Challenge A ▸ Which lines in the rows below contain the string "awning"? Find each one, with case counting, and copy it.

Document text ▸
The evils with which the people of Washington were confronted arose partly from the abuses incident to the system of private employment agencies and partly from its inadequacy.

(a) The Abuses.

These are summarized in a report published by the United States Bureau of Labor in October, 1912, thus:

"Private employment agencies, which charge a fee for their services, are found in every city of any size in the United States. The nature of their business is such as to make possible most iniquitous practices. Their patrons are frequently men and women with only a dollar or two, which they are eager to give up for the opportunity of earning more. They are often of small intelligence and easily duped. Stories of how these agencies have swindled and defrauded those who sought employment through them are heard universally. Some of the more common of the fraudulent methods said to be used by these agencies are the following:"

"1. Charging a fee and failing to make any effort to find work for the applicant."

"2. Sending applicants where no work exists."

"3. Sending applicants to distant points where no work or where unsatisfactory work exists, but whence the applicant will not return on account of the expense involved."

"4. Collusion between the agent and employer whereby the applicant is given a few days' work and then discharged to make way for new workmen, the agent and employer dividing the fee."

"5. Charging exorbitant fees, or giving jobs to such applicants as contribute extra fees, presents, etc."

"6. Inducing workers, particularly girls, who have been placed, to leave, pay another fee, and get a 'better job.' "

"Other evils charged against employment agents are the congregating of persons for gambling or other evil practices, collusion with keepers of immoral houses, and the sending of women applicants to houses of prostitution; sometimes employment offices are maintained in saloons, with the resulting evils."

Supplied entries ▸

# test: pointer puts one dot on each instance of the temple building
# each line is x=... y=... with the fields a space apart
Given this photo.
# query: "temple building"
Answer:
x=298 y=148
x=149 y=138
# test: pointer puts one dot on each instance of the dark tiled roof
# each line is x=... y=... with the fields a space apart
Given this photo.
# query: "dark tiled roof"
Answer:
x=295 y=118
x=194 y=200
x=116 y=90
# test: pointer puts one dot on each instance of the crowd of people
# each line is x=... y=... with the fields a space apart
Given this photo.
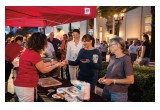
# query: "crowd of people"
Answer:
x=80 y=59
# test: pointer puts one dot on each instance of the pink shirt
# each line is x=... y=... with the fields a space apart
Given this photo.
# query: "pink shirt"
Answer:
x=28 y=74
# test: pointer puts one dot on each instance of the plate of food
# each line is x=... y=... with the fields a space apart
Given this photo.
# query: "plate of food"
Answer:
x=73 y=91
x=58 y=96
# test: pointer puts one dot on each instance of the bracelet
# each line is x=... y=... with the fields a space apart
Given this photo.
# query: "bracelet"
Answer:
x=56 y=65
x=114 y=81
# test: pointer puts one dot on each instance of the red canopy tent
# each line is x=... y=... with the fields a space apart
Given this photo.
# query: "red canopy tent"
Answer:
x=36 y=16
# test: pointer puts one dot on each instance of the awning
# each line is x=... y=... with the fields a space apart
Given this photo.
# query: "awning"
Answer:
x=35 y=16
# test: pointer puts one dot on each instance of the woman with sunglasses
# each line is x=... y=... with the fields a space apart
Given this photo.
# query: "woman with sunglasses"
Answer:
x=119 y=73
x=89 y=61
x=30 y=61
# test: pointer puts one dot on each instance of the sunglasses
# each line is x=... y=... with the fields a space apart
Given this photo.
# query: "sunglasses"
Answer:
x=111 y=45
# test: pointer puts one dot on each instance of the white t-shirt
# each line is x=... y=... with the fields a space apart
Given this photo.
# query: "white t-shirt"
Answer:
x=73 y=50
x=50 y=50
x=133 y=49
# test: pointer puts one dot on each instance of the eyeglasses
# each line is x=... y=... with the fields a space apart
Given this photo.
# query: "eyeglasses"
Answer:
x=111 y=45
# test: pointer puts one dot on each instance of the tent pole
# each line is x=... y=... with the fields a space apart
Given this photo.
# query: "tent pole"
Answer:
x=95 y=31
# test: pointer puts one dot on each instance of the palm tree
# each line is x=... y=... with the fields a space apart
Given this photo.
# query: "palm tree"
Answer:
x=109 y=11
x=153 y=34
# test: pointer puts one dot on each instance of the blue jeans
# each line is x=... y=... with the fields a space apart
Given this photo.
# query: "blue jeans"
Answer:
x=145 y=61
x=114 y=96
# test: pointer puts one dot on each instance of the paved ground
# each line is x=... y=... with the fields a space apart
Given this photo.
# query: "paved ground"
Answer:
x=98 y=90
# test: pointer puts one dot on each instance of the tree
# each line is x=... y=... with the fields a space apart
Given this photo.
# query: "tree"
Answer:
x=153 y=34
x=108 y=13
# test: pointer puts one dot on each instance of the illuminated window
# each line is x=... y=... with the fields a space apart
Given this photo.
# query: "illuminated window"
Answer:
x=148 y=28
x=148 y=19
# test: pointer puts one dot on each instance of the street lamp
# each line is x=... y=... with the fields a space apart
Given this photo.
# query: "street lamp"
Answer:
x=118 y=18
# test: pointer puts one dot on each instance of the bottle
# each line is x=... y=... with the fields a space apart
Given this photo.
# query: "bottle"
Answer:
x=64 y=74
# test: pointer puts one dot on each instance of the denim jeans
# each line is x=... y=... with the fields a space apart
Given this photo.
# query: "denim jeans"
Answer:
x=114 y=96
x=145 y=61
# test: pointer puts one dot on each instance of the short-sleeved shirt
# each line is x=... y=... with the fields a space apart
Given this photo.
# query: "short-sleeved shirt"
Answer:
x=119 y=68
x=50 y=50
x=28 y=75
x=73 y=50
x=133 y=49
x=148 y=48
x=12 y=50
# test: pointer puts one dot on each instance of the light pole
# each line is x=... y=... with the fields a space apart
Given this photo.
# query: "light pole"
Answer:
x=118 y=18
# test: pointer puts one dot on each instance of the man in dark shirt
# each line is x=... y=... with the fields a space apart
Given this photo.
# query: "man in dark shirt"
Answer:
x=56 y=43
x=145 y=54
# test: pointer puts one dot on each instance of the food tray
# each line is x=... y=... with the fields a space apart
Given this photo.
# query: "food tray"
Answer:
x=49 y=81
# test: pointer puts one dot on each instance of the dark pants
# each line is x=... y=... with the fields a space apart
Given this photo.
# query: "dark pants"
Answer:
x=104 y=56
x=92 y=80
x=8 y=68
x=66 y=73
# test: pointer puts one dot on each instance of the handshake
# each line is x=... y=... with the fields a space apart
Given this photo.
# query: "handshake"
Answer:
x=58 y=64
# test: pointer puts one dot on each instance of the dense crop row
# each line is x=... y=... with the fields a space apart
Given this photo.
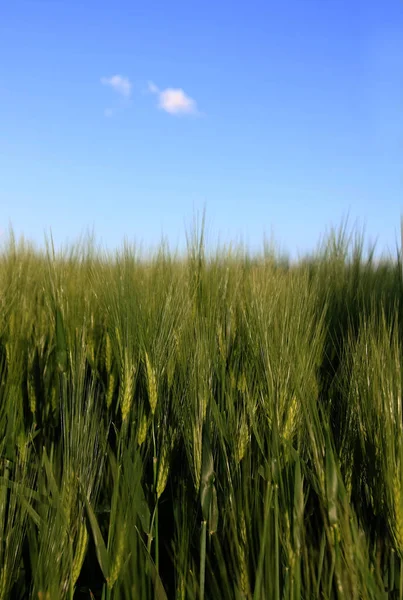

Challenge B ▸ How would this sentence from the passage on private employment agencies read in Spanish: "Their patrons are frequently men and women with only a dollar or two, which they are eager to give up for the opportunity of earning more."

Worked solution A ▸
# test: pointer puts one dot on each instance of the awning
# query: "awning"

Worked solution B ▸ Sus clientes son con frecuencia hombres y mujeres que tienen apenas uno o dos dólares, de los cuales están ansiosos por desprenderse a cambio de la oportunidad de ganar más.